AIM OF THE EXERCISE
Copy all the data exactly, except the pictures.

(Object pointing dataset rows)
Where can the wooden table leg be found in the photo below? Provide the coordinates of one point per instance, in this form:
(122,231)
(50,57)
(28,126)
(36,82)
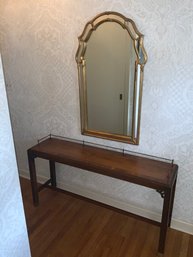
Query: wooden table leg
(172,202)
(33,178)
(52,173)
(165,220)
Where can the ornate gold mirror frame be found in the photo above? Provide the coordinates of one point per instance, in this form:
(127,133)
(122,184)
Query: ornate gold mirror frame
(141,57)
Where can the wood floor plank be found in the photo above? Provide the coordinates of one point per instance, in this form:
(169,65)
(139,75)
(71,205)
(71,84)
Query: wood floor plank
(66,226)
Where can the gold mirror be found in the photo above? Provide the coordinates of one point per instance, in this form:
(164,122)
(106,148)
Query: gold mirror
(110,60)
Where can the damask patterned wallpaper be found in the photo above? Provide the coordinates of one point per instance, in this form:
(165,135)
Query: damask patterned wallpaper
(13,232)
(39,42)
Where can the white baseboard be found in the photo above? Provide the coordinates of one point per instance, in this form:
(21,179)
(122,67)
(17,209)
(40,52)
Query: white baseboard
(103,198)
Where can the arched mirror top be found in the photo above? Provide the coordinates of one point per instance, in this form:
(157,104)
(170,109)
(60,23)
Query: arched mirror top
(111,59)
(126,23)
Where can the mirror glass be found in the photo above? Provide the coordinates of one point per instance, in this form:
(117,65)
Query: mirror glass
(110,61)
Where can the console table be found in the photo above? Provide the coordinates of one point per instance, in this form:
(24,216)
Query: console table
(155,174)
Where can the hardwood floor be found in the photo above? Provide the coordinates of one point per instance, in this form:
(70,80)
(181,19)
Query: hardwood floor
(67,226)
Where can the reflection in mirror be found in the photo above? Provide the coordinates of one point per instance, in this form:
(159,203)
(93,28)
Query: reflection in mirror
(110,60)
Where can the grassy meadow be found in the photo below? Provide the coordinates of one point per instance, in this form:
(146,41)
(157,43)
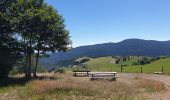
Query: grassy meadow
(66,87)
(105,64)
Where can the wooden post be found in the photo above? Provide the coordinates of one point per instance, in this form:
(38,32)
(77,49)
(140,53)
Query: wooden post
(141,70)
(121,68)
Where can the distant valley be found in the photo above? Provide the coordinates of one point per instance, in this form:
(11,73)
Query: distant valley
(133,47)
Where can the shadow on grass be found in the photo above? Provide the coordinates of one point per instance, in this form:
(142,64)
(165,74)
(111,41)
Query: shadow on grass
(10,81)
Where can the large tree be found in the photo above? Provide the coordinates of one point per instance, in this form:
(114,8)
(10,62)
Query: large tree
(9,46)
(41,28)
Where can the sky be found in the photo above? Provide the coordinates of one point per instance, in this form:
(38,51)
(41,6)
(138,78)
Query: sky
(101,21)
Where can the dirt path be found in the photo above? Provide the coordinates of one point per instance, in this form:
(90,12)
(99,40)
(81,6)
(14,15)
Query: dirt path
(165,79)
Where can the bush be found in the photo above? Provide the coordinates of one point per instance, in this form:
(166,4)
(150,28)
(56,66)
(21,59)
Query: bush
(7,61)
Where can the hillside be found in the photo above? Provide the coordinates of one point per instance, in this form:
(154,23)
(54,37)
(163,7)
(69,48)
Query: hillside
(126,47)
(104,64)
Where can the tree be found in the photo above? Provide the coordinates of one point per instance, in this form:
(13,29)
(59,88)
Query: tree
(9,46)
(42,29)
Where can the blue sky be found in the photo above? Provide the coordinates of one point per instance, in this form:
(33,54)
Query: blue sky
(100,21)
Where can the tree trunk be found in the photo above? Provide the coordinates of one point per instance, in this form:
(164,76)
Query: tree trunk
(29,57)
(36,64)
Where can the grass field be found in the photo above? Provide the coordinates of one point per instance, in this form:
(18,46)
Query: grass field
(105,64)
(66,87)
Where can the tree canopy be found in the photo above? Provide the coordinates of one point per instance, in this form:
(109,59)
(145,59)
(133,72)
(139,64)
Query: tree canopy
(38,27)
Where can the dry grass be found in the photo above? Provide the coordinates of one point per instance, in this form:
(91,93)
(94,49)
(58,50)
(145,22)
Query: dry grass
(150,85)
(66,87)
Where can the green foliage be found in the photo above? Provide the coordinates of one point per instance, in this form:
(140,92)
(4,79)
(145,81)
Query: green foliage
(37,26)
(104,64)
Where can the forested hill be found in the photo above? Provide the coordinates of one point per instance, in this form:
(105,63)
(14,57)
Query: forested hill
(126,47)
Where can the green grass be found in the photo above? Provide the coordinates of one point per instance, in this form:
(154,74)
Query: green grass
(104,64)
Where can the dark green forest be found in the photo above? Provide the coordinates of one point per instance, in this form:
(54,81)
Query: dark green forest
(29,29)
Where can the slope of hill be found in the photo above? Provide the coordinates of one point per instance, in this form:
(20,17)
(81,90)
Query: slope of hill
(126,47)
(104,64)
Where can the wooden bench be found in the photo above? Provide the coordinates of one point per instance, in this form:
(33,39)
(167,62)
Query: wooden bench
(81,73)
(159,72)
(103,75)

ANSWER
Where can the wooden table leg be found in the photo below? Provide the coordinates of one point per instance, in this form:
(122,231)
(50,57)
(28,126)
(36,82)
Query: wooden table leg
(172,202)
(33,178)
(52,173)
(165,220)
Where can the ornate gold mirror frame be found in the photo above? Provide the coordinates of one point per instance, in this form:
(127,133)
(122,184)
Query: ornate gold mirror frame
(141,57)
Where can the wood floor plank be found in the photo above? Provide the coordinates of one point per instance, in this form:
(169,65)
(139,75)
(71,205)
(71,84)
Query: wood floor plank
(66,226)
Where can the gold mirror be found in the photo above? Provide the coordinates of one point per instance, in this form:
(164,122)
(106,148)
Query: gold mirror
(110,60)
Where can the damask patterned wallpaper be found in the photo above? Provide the coordinates of one point per instance, in this form:
(165,135)
Query: damask patterned wallpaper
(13,232)
(39,42)
Where can the white baseboard be found in the photo above? Provide the coordinates of one point per instance, in this form:
(21,179)
(122,67)
(17,209)
(40,52)
Query: white baseboard
(103,198)
Where can the arched mirror top be found in the photo above? Provide the coordinates of one point per instance, in this form:
(157,104)
(170,109)
(60,23)
Query: arched mirror top
(111,59)
(126,23)
Where can the mirror glass be found in the photo above? Provide the coordinates of one point per instance, in this form:
(117,65)
Query: mirror glass
(110,61)
Where can the console table be found in the photo above? Provide the coordinates of one point per instance, in this form:
(24,216)
Query: console table
(155,174)
Where can the hardwood floor be found in the photo above? Provide the coordinates of one point per instance, in this form:
(70,80)
(181,19)
Query: hardwood floor
(67,226)
Where can the reflection in mirror be found in the photo above? Provide the coordinates of one point per instance, in this form:
(159,203)
(93,28)
Query: reflection in mirror
(110,60)
Where can the grassy meadow be found in the photo below? Provide the coordinates of one point per instance, in this form:
(146,41)
(157,43)
Query: grassy meadow
(66,87)
(105,64)
Where can the wooden post be found in the photo above? Provide the coordinates of one point per instance, in this form:
(38,32)
(77,49)
(140,53)
Query: wooden post
(141,70)
(121,68)
Where can the distant valley be found in the photo above? Provide the coordinates of one point per instance, in this form:
(11,73)
Query: distant valley
(133,47)
Where can the shadow on grass be found in the photo above? Provide the coordinates of one point per instance, in this form:
(142,64)
(165,74)
(111,41)
Query: shadow on grass
(10,81)
Where can the large tree be found in the photo above? Provide the coordinates of one point per instance, in this form:
(114,8)
(10,62)
Query: large tree
(9,46)
(41,28)
Where can the sky be found in the photo above? Provide the coordinates of one point per instance, in this form:
(38,51)
(41,6)
(138,78)
Query: sky
(101,21)
Where can the dirt path be found in the photo above? Provide the coordinates of one point per instance, in this form:
(90,12)
(99,40)
(81,6)
(14,15)
Query: dirt path
(165,79)
Where can the bush be found in the photo above? Provide the coordinates of one point per instance, in this form:
(166,4)
(150,28)
(56,66)
(21,59)
Query: bush
(7,61)
Where can the hillside be found in the photo above? Provide the coordinates of one point per instance, in this form:
(154,23)
(54,37)
(163,7)
(69,48)
Query: hillside
(126,47)
(104,64)
Where can the tree be found in the photo above? Provide the coordinates of one point per instance, in this form:
(13,29)
(59,88)
Query: tree
(9,46)
(42,29)
Where can the blue sky be found in the photo above? Provide the coordinates of one point per instance, in this form:
(33,54)
Query: blue sky
(100,21)
Where can the tree trunk be found in the photo above? Provide the coordinates of one point per instance, in this form:
(164,76)
Query: tree trunk
(29,57)
(36,64)
Where can the grass field be found in the photo above? Provide the coordinates of one point per instance, in this form:
(18,46)
Query: grass field
(105,64)
(66,87)
Where can the tree canopy be found in the photo above? Provide the coordinates of one point per instance, in this form:
(109,59)
(145,59)
(133,72)
(139,64)
Query: tree canopy
(38,27)
Where can the dry grass be found in the photo above? Provide the coordinates of one point per instance, in this form:
(91,93)
(94,49)
(58,50)
(145,22)
Query: dry grass
(150,85)
(66,87)
Where can the green foliage be found in the photo above? Provide the coordinates of one point per instance, in this form:
(140,92)
(4,79)
(145,81)
Query: green foliage
(37,26)
(104,64)
Where can the forested hill be found in the photo above? Provide the coordinates of one point per instance, in this form:
(105,63)
(14,57)
Query: forested hill
(126,47)
Where can the green grass be found in the photo above? Provide the coordinates of one point per instance, in this form:
(154,74)
Query: green grass
(104,64)
Where can the dark green forest be found in the photo above? Provide the coordinates of one point per instance, in this form:
(54,81)
Query: dark green forest
(29,29)
Where can the slope of hill be found in the photo above? Provide the coordinates of one point per instance, in this form:
(20,17)
(81,90)
Query: slope of hill
(126,47)
(104,64)
Where can the wooden bench be found in the photo above? Provide the coordinates of one point per instance, in this form:
(33,39)
(167,62)
Query: wooden bench
(81,73)
(159,72)
(103,75)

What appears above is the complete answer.